WRITTEN EXERCISE —
Count the lines of the data below that contain the string "left", where case counts. Give only the number.

ENTRIES SHOWN —

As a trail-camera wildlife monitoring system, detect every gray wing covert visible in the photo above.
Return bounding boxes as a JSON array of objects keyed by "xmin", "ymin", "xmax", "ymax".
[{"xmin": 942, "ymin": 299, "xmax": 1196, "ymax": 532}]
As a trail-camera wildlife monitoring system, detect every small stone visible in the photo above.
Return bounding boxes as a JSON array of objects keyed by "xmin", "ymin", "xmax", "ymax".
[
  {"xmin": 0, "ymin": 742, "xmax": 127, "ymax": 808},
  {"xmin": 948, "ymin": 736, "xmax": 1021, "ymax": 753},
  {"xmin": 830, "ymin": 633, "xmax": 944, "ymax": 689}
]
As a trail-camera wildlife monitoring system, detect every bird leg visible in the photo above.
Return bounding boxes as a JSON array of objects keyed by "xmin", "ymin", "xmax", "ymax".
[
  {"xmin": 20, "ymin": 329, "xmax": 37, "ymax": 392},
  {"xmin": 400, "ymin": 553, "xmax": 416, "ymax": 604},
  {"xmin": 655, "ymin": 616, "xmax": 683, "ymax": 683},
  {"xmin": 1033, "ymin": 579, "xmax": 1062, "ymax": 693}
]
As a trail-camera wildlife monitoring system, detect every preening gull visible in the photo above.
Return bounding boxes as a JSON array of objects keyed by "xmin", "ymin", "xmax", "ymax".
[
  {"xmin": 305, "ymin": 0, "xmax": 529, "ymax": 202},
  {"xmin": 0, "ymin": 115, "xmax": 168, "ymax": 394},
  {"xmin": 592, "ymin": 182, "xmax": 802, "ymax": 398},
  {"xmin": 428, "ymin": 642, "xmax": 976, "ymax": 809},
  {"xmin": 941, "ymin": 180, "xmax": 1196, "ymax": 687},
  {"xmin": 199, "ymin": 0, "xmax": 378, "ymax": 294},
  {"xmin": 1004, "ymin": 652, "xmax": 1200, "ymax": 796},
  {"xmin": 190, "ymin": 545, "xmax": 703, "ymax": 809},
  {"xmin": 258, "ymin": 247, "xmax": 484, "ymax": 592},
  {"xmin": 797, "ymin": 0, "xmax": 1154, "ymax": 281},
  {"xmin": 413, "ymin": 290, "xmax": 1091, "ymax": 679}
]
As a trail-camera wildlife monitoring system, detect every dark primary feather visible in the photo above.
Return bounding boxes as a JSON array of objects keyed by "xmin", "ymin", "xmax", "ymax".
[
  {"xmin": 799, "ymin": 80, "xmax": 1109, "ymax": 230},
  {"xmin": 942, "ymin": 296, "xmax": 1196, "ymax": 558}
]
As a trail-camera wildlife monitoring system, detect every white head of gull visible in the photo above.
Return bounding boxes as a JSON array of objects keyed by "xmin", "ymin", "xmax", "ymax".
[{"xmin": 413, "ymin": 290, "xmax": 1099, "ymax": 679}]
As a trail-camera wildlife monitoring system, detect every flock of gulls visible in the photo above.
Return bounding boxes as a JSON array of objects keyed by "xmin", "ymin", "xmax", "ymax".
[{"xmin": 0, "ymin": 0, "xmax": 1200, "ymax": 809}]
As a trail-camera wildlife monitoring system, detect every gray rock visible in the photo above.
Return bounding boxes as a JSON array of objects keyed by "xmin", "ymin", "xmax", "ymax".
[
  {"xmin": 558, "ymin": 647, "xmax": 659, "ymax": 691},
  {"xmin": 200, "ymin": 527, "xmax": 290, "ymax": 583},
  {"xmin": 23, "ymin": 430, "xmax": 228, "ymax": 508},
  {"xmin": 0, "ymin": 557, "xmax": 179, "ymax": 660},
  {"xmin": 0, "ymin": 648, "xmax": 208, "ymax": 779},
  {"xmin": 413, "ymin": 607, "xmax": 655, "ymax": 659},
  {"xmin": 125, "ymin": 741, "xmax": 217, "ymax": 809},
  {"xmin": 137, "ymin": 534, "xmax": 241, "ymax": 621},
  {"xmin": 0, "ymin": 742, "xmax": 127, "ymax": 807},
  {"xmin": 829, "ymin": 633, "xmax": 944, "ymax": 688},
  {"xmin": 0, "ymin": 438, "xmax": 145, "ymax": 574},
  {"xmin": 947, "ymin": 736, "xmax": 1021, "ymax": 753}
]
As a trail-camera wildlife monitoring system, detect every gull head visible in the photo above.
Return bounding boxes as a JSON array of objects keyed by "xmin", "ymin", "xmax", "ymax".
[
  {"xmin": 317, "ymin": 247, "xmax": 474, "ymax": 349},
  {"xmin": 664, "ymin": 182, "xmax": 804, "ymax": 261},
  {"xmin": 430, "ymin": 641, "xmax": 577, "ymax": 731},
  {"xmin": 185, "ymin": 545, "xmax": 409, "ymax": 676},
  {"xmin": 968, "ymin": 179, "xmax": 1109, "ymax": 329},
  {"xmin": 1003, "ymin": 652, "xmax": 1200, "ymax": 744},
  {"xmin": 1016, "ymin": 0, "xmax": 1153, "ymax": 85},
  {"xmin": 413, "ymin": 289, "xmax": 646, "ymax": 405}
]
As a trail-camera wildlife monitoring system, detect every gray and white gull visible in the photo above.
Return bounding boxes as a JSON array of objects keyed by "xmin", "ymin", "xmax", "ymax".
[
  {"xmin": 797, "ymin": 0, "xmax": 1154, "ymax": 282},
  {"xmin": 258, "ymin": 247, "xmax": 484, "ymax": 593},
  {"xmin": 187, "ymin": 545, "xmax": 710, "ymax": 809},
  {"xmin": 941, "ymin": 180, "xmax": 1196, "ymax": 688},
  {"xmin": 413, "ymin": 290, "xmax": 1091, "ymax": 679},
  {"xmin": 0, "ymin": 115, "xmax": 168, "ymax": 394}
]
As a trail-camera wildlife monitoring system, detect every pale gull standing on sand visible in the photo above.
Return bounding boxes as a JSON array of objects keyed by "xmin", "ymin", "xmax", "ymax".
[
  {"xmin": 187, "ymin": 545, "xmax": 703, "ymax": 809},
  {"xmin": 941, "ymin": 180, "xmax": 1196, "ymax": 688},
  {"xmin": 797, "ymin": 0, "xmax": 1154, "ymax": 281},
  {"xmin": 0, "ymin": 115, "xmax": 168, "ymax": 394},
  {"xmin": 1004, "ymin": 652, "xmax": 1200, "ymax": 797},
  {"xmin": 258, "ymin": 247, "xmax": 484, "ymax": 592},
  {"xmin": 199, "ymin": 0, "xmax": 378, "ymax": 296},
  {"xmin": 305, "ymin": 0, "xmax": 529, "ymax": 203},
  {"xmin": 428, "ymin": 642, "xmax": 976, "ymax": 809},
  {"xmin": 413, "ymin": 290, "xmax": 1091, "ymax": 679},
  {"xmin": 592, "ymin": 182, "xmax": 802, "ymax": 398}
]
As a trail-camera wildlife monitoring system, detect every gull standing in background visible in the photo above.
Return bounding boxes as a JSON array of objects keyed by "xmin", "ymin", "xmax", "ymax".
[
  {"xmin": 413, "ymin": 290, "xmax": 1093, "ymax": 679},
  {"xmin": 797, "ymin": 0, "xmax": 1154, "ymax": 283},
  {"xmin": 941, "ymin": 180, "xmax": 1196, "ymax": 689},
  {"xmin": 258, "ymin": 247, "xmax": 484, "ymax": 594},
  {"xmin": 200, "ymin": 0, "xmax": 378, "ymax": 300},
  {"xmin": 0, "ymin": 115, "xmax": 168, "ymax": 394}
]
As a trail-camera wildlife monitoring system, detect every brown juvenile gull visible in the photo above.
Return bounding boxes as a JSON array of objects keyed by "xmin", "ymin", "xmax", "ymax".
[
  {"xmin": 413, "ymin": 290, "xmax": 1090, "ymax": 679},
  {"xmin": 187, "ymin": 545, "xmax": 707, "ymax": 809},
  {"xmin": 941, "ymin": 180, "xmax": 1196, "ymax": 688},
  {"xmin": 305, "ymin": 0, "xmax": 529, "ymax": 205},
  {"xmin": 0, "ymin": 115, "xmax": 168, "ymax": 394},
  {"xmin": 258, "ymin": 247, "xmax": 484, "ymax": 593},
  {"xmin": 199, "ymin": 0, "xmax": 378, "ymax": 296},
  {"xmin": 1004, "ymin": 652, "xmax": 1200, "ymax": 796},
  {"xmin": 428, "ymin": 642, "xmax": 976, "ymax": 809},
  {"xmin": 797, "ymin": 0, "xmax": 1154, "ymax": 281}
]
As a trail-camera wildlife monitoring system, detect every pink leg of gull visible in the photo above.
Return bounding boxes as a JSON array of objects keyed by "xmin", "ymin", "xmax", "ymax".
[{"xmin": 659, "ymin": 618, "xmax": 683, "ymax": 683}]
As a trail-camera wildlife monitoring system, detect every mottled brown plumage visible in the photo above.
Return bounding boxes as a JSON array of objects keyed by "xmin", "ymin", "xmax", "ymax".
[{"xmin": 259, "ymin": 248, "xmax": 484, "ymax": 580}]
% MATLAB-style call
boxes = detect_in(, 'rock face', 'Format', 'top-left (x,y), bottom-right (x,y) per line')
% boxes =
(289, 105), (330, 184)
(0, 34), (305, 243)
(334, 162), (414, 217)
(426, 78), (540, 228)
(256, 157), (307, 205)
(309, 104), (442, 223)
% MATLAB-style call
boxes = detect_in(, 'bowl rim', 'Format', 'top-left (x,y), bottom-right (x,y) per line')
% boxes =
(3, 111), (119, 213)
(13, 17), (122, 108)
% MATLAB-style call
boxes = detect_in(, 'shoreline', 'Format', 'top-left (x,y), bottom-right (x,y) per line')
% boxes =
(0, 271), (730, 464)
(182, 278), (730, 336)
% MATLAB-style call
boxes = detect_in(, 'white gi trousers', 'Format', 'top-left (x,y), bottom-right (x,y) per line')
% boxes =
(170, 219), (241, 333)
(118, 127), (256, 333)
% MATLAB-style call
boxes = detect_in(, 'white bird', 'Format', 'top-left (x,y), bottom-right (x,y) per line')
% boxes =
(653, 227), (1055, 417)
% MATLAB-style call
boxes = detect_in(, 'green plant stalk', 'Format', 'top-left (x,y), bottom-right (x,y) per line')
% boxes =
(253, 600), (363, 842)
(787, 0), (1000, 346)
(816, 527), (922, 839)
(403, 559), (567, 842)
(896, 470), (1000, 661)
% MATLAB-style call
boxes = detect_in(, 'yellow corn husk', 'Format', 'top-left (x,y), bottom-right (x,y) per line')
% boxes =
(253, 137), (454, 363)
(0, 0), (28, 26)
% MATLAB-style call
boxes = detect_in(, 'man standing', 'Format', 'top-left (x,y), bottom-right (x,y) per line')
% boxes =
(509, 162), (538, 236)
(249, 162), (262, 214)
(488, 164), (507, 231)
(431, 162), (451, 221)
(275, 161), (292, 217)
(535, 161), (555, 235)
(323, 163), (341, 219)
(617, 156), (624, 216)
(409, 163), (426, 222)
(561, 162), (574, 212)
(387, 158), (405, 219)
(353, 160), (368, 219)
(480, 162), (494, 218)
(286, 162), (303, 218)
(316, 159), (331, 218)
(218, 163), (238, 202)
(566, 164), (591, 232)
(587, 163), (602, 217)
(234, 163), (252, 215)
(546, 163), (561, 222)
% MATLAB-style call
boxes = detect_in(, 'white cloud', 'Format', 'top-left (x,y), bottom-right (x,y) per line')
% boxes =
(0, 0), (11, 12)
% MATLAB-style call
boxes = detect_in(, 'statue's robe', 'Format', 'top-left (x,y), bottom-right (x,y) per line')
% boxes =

TASK RESPONSE —
10